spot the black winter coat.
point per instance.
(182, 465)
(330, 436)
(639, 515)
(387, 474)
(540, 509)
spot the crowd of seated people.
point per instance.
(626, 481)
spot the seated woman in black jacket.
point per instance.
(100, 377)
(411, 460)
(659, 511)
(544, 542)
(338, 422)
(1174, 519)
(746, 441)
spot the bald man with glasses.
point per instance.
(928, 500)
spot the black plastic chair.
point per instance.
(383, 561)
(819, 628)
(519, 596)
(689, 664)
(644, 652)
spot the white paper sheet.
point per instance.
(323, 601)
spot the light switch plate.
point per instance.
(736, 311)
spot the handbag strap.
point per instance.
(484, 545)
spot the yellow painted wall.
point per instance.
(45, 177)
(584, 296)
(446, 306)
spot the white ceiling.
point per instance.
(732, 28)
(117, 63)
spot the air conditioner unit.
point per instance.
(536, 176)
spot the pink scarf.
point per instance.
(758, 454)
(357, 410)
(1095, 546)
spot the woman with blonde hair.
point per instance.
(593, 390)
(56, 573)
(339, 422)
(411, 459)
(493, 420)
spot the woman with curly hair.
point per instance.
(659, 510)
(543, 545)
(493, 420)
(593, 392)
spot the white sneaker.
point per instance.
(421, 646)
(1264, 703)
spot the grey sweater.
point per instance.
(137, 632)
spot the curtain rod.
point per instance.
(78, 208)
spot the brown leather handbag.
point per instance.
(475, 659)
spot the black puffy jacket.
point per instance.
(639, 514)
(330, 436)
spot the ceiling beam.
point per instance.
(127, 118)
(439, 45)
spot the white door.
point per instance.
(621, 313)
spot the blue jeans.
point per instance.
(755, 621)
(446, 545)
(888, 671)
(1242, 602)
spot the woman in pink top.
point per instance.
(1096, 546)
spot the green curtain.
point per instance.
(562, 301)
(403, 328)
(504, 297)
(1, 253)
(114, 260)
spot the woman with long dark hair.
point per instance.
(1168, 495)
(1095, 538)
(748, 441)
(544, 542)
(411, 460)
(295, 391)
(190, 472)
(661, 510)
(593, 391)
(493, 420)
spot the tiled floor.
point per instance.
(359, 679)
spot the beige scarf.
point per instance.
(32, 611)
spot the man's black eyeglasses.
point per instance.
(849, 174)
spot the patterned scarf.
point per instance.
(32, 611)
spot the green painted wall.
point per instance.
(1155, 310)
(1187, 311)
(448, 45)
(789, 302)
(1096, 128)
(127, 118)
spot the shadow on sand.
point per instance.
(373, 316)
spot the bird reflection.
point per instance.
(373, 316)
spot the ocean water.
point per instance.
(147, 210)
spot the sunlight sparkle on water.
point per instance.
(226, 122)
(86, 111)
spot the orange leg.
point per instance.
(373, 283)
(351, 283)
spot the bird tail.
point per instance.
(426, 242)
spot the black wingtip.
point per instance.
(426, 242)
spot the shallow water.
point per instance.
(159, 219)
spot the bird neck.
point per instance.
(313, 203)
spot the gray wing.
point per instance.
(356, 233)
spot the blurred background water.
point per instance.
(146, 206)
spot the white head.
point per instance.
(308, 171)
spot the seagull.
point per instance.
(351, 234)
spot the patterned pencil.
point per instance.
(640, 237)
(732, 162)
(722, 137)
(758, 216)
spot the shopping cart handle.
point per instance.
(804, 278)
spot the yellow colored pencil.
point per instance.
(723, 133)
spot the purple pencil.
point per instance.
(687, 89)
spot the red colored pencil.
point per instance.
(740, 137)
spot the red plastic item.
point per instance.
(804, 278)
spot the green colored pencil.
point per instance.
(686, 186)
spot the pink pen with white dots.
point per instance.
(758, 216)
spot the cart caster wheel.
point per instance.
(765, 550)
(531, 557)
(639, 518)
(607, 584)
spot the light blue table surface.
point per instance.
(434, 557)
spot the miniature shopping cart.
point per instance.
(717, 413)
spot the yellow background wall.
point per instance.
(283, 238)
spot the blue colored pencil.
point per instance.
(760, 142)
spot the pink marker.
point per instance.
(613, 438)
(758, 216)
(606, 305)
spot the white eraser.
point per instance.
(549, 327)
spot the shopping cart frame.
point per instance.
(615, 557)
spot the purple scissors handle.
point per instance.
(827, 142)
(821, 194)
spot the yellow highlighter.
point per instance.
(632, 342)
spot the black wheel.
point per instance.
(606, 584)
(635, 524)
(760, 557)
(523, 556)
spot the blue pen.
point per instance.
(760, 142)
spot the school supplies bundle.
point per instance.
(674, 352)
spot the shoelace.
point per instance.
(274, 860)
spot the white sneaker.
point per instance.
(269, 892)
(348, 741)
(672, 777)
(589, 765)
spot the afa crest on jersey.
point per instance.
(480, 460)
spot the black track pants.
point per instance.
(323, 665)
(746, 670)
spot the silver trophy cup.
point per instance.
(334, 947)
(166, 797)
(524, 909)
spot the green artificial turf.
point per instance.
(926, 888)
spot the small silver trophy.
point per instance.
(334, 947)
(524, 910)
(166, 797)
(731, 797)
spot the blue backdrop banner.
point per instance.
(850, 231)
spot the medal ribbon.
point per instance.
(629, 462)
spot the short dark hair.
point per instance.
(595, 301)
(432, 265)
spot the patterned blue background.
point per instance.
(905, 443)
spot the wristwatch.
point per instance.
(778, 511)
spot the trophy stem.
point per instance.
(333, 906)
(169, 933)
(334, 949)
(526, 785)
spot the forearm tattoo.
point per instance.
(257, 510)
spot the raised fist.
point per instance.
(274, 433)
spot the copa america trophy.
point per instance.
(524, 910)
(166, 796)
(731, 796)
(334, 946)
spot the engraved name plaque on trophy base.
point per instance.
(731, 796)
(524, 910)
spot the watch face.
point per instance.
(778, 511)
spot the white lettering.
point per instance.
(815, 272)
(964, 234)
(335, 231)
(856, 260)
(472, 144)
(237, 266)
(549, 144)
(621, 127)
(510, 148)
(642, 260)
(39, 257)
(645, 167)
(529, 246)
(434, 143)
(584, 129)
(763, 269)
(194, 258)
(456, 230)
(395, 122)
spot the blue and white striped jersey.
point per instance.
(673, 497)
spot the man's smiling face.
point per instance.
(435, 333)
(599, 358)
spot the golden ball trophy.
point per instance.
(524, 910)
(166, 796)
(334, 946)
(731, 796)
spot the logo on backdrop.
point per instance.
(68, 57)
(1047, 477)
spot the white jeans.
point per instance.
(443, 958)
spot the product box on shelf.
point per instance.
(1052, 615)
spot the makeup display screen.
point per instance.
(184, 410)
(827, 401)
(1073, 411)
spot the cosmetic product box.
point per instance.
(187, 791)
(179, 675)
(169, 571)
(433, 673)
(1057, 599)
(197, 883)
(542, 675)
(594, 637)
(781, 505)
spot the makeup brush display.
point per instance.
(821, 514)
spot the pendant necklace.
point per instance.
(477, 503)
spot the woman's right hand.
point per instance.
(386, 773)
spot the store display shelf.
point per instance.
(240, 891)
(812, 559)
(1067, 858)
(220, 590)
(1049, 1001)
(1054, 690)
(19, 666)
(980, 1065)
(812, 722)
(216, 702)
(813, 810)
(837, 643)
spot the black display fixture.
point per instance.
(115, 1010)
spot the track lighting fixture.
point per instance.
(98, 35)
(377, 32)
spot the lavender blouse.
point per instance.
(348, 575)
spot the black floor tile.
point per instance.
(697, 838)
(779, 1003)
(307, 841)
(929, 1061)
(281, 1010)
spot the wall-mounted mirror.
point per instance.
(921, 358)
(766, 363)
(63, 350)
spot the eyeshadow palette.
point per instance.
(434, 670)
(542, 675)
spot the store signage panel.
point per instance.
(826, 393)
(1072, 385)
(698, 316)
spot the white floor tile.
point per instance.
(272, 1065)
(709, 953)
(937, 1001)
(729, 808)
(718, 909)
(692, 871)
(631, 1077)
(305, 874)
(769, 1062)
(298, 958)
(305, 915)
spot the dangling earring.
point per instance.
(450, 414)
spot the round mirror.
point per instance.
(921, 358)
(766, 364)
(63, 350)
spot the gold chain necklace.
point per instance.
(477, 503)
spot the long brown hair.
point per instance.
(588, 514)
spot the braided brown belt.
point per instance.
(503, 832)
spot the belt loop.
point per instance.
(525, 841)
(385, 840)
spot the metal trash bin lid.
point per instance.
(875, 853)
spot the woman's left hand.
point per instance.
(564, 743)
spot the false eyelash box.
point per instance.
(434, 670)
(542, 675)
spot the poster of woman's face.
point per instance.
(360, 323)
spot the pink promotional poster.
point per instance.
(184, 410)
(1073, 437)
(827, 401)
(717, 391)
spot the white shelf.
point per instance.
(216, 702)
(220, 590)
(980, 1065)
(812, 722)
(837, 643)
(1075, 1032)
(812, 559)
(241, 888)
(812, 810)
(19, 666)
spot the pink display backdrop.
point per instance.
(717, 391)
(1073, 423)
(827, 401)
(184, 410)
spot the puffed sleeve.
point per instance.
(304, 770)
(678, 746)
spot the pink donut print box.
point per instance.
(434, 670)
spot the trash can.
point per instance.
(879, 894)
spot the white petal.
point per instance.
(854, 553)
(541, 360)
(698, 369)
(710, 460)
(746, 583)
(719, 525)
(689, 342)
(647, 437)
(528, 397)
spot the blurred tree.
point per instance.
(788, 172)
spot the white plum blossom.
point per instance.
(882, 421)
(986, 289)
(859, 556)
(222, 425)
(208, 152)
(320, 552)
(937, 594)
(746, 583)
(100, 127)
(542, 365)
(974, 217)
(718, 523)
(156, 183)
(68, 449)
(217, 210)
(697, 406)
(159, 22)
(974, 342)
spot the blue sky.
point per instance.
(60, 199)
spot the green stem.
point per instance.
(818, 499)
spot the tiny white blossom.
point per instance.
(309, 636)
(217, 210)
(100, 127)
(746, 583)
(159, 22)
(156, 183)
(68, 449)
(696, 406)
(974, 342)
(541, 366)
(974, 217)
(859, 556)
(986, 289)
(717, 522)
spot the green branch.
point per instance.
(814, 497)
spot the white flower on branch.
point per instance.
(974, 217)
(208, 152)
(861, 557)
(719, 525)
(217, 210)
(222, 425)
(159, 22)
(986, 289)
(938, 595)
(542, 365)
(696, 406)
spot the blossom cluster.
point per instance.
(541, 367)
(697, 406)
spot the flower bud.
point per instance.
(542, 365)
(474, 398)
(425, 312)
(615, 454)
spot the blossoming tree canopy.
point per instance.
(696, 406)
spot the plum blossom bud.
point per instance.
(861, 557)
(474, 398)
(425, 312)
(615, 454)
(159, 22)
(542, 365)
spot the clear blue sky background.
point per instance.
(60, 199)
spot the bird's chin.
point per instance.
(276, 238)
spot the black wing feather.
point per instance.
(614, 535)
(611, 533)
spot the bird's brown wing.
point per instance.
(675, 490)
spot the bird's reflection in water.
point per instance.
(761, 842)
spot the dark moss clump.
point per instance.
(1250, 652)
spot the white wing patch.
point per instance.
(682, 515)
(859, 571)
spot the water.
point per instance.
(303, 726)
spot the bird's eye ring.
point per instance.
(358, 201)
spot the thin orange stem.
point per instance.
-- -- --
Report how many lines above hold the string "dark", giving nothing but the number.

# Solution for this task
3